__Selected text__:
Mothers' cell phone use during pregnancy may cause behavioral
problems in children.
May 14, 2008
It would not be surprising that cell phone use by mothers-to-be can trigger inflammatory conditions leading to altered brain development in the fetus, which in turn might lead to behavioral disorders later in the child.
The BioInitiative Report (Chapter 8 - Immune Function) reports a long history of studies documenting allergic and inflammatory conditions with EMF exposure. Inflammatory responses to illness in mothers during pregnancy has alrready been suggested as a plausible biological mechanism for altered brain development in the child, with potential impacts on mental health (Scientific American, April 2008, Melinda Wenner). Cytokine production is an inflammatory response in the mother to infection, and may be triggered by other environmental exposures including EMF. Cytokine production is known to affect neurons in the developing brain of the fetus.
http://www.sciam.com/article.cfm?id=infected-with-insanity print=true
Prenatal exposure to cell phone radiation, either by indirect effect on the immune system of the mother, or by direct effect of cell phone radiation on the fetus has enormous public health consequences.

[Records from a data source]
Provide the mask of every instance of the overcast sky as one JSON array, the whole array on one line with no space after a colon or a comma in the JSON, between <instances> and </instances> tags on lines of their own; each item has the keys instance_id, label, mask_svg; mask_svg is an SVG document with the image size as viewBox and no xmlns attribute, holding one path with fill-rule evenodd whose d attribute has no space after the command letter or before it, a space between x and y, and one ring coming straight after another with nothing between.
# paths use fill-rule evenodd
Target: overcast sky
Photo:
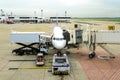
<instances>
[{"instance_id":1,"label":"overcast sky","mask_svg":"<svg viewBox=\"0 0 120 80\"><path fill-rule=\"evenodd\" d=\"M0 0L0 9L14 15L120 17L120 0ZM1 13L1 12L0 12Z\"/></svg>"}]
</instances>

__Work item 1__: Quote the passage from the cell phone and pregnancy text between "May 14, 2008" and "in the child.", inclusive.
__Work item 2__:
Answer these about the cell phone and pregnancy text:
(a) What date does it carry?
(b) Which chapter of the BioInitiative Report does it cite?
(c) According to the text, what is cytokine production known to affect?
__Work item 3__: Carry on writing the text about cell phone use during pregnancy, starting after its last sentence.

__Response area 1__:
May 14, 2008
It would not be surprising that cell phone use by mothers-to-be can trigger inflammatory conditions leading to altered brain development in the fetus, which in turn might lead to behavioral disorders later in the child.

__Response area 2__:
(a) May 14, 2008
(b) Chapter 8 - Immune Function
(c) Neurons in the developing brain of the fetus

__Response area 3__:
If it is phone-to-fetus exposure that is important, it might be the ELF component of the exposure (from battery switching of the phone) that is important rather than the RF component which is presumably very low. We reported in 2007 that ELF levels from cell phones and PDAs can produce excessively high ELF emissions when worn on or close to the body (Sage CL Johansson O Sage SA. Personal digital assistant (PDA) cell phone units produce elevated extremely-low frequency electromagnetic field emissions . Bioelectromagnetics 28, No.5, July 2007).
In either case, these effects, if true, show that existing public safety limits are inadequate for the fetus.This is one more important study documenting the fact that new, biologically-based limits are needed.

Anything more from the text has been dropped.